— PROBLEM —
Only these lines of the data below are wanted: the one with "Target: car tire", the one with "Task: put a point on every instance of the car roof", and any lines between them, each repeated exactly.

Point-per-instance localization data:
======
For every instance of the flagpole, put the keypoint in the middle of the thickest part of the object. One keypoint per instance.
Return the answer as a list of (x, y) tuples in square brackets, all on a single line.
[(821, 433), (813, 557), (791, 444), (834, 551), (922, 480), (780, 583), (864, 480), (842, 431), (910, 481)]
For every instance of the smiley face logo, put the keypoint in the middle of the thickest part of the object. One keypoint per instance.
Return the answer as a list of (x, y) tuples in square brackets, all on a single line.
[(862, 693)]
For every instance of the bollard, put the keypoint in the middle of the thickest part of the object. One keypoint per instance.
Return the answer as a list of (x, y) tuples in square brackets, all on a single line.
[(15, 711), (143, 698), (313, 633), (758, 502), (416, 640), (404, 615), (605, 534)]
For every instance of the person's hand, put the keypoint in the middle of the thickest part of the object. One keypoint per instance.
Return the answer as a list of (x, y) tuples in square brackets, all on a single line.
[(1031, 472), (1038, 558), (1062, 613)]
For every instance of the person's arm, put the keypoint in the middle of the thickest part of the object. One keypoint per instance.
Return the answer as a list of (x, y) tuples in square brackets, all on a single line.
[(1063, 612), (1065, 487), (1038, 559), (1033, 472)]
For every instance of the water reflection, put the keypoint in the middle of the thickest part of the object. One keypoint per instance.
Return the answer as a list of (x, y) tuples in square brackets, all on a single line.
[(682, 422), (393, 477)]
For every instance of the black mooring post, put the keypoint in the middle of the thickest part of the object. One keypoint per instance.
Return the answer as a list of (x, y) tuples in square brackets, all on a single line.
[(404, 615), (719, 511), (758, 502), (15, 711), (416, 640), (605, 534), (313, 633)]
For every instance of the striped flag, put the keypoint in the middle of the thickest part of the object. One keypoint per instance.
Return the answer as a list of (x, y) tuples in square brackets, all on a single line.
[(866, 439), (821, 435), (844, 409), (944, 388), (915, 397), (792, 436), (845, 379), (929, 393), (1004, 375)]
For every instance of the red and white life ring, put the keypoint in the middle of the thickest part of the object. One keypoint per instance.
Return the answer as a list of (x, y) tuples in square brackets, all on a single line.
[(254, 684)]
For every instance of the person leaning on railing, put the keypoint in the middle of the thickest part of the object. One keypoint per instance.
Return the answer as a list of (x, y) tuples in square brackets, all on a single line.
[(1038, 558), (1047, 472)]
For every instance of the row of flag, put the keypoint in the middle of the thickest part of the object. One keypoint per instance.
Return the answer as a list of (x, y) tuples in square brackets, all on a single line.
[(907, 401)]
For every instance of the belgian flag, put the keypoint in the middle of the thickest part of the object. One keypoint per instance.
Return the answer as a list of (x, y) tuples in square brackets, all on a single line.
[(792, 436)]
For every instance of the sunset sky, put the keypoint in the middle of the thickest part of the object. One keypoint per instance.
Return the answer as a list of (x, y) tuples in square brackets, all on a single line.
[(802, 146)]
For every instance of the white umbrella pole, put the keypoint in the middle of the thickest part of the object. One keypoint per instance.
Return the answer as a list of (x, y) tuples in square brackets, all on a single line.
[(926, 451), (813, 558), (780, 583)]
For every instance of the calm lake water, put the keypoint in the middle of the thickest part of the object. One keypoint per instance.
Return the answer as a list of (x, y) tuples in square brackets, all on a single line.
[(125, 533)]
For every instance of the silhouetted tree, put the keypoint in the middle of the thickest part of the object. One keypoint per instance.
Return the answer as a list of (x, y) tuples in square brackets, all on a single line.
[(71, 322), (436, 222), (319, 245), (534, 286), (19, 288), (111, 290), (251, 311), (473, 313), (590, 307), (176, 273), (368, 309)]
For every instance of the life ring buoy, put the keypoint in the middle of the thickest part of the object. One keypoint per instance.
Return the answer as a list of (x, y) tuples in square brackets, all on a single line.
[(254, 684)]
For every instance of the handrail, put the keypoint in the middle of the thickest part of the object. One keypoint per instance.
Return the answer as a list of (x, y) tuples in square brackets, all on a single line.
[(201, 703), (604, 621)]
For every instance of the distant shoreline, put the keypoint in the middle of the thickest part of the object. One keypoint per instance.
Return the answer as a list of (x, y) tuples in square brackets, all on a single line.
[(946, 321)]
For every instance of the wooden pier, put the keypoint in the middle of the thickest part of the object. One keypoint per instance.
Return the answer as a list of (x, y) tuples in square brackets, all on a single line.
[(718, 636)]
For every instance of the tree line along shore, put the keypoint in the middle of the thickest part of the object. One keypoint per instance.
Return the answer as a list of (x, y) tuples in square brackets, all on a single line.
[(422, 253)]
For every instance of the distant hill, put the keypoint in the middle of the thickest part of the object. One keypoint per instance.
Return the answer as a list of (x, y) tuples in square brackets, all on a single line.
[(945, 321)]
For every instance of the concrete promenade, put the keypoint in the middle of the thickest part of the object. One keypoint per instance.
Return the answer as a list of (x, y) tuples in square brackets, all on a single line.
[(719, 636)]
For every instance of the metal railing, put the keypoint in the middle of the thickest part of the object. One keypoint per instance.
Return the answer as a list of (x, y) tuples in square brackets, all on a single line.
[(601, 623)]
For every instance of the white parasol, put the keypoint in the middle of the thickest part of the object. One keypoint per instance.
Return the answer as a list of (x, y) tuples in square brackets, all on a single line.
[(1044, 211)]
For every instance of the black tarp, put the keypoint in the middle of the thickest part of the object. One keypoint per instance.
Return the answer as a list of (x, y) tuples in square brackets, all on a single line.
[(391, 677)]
======
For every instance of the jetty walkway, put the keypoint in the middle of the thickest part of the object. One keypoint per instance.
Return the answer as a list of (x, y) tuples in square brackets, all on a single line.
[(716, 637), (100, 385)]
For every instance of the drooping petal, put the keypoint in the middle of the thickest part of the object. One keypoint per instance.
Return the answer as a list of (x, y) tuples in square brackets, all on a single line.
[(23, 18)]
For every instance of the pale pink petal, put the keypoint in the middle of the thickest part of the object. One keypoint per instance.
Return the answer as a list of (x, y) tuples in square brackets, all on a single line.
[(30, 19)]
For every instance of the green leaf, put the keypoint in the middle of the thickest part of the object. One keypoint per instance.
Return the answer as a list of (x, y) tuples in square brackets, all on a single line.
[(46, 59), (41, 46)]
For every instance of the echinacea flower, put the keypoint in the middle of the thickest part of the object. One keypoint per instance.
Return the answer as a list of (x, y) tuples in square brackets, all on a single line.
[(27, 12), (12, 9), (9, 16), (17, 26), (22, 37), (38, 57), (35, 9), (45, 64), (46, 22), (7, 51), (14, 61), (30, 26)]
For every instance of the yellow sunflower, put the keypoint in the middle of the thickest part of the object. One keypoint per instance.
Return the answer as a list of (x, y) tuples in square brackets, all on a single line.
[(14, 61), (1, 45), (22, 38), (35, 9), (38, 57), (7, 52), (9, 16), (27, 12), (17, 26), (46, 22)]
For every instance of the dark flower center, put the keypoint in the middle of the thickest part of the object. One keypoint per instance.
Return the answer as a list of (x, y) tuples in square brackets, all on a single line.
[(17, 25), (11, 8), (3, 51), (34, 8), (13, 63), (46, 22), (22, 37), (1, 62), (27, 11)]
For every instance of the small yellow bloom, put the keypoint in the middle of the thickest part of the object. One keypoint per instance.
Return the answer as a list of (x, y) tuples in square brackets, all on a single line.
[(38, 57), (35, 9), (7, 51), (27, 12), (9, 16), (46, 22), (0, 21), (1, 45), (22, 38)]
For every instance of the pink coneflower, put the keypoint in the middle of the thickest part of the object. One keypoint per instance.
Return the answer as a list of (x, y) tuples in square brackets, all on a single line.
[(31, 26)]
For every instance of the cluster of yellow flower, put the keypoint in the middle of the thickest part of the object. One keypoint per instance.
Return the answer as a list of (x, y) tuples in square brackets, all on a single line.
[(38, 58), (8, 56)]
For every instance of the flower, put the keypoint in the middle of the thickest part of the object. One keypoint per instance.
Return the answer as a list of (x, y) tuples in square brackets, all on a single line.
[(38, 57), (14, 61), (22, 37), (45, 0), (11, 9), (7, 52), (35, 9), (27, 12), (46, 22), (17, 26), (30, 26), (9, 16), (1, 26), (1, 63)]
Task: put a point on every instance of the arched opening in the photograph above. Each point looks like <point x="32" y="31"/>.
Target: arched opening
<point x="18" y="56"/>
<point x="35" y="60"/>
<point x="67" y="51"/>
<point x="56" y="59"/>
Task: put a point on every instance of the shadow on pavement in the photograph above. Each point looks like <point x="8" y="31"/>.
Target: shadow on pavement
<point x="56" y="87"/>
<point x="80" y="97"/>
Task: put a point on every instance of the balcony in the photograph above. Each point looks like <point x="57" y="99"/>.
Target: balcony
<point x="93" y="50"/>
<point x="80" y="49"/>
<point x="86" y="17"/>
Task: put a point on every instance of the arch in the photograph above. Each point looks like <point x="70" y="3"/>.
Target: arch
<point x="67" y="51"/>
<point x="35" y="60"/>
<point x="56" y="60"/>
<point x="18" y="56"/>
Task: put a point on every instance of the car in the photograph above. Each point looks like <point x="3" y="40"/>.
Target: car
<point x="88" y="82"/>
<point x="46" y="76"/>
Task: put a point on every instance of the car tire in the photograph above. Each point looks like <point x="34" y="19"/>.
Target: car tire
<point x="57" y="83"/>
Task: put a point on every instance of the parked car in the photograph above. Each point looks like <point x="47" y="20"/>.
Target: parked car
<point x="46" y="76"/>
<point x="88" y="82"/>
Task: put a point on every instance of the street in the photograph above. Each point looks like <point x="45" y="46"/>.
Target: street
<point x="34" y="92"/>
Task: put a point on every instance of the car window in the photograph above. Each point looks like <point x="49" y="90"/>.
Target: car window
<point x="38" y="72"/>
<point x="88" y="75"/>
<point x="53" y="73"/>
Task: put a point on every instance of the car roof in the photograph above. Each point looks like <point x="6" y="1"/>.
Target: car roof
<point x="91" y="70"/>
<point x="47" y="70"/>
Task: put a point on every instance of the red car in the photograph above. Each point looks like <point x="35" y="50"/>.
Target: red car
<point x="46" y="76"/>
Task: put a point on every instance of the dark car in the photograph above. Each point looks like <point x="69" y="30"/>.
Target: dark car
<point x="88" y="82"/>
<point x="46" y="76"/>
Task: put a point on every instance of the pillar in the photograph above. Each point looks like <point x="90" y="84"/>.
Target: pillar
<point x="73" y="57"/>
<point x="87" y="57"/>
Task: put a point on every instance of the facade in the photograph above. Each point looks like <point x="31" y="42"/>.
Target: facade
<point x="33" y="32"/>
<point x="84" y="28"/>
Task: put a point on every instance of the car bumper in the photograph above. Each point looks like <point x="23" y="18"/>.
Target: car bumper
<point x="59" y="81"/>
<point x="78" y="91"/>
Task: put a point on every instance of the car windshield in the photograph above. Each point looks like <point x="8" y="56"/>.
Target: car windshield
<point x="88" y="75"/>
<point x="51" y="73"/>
======
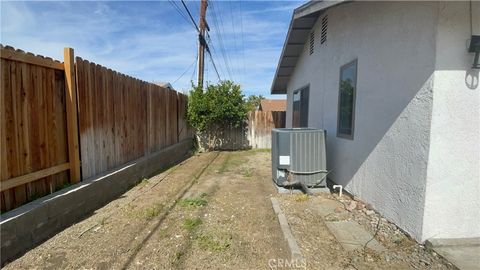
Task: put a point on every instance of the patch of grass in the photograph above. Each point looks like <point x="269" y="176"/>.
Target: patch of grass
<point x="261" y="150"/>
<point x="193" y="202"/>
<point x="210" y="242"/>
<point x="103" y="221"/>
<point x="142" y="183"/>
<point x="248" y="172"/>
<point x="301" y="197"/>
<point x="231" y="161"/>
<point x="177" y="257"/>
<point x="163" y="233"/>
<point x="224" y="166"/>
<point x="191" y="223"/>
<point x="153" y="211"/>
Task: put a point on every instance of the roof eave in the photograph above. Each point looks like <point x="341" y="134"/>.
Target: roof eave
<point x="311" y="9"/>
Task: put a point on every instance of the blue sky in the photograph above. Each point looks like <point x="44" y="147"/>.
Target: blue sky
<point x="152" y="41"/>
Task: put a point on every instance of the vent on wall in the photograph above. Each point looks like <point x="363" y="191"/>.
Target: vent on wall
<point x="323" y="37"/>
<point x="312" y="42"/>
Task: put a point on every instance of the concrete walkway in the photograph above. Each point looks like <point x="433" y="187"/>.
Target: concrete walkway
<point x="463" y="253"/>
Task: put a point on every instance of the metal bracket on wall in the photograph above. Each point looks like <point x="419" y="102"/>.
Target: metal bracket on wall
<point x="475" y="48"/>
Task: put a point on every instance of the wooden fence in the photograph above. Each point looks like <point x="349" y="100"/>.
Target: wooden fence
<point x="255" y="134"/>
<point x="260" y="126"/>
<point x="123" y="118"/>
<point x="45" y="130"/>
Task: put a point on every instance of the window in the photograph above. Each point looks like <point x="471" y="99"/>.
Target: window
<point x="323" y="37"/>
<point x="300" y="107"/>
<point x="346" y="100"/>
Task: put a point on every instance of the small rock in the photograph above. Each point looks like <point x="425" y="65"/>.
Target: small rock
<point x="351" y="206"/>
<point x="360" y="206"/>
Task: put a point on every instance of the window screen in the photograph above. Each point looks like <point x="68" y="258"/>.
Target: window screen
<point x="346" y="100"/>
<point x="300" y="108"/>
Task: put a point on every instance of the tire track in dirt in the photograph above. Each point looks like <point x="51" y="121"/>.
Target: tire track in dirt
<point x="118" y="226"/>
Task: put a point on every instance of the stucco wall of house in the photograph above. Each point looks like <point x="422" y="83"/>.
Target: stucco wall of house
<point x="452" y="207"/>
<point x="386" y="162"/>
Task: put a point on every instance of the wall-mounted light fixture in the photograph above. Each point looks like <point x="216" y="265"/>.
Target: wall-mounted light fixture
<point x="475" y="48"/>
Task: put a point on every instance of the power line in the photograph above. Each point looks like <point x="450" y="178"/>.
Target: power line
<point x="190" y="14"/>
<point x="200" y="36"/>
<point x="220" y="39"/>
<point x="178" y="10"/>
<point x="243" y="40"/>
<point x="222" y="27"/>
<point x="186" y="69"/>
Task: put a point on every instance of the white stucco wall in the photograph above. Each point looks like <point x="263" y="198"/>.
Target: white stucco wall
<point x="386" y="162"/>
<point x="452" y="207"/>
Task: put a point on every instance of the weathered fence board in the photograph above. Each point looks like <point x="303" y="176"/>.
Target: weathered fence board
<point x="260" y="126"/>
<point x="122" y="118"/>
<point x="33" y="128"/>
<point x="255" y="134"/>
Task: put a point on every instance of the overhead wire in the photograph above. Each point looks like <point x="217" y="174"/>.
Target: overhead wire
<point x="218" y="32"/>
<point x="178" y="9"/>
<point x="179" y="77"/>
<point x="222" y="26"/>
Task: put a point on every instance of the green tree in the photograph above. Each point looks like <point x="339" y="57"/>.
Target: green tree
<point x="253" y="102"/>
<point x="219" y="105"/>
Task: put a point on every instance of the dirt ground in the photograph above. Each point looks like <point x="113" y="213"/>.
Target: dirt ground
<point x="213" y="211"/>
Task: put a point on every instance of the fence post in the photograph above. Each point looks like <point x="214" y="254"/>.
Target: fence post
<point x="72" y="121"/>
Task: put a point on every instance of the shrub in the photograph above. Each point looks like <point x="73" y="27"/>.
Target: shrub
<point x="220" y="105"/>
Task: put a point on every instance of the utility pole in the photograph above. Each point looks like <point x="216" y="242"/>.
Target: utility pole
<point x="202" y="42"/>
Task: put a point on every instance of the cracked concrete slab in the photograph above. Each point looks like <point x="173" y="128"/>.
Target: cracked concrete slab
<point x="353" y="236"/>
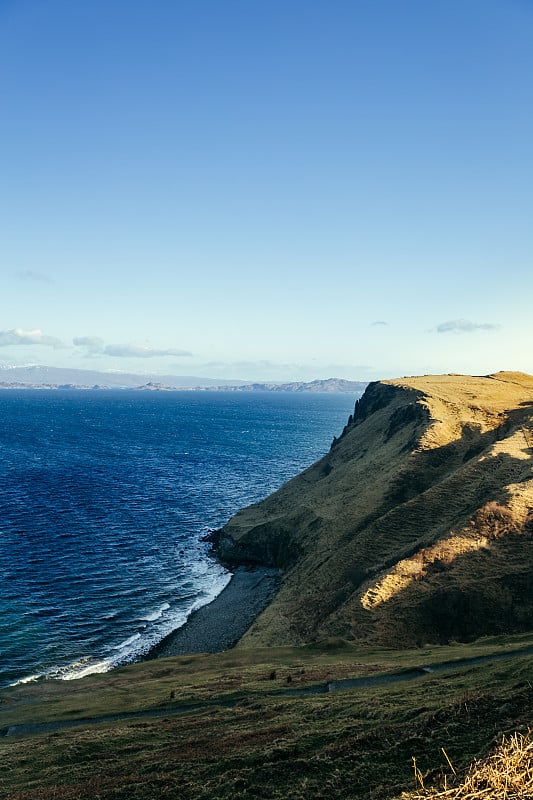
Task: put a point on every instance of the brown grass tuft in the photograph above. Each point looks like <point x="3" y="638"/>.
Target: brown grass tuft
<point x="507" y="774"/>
======
— TASK OUTPUT —
Target: car tire
<point x="57" y="83"/>
Task: put a point on every instance of the parked car in the photograph above. Each point looks like <point x="47" y="20"/>.
Target: parked car
<point x="46" y="76"/>
<point x="88" y="82"/>
Task: put a point on every instance of the street in the photograph above. Each point looks like <point x="45" y="46"/>.
Target: street
<point x="34" y="92"/>
Task: put a point on every instance of the car window in the photograph above. Each point looks like <point x="49" y="90"/>.
Target: car window
<point x="38" y="72"/>
<point x="88" y="75"/>
<point x="53" y="73"/>
Task: put a point on every instance of the car roof in the photograph above. Each point looks like <point x="6" y="1"/>.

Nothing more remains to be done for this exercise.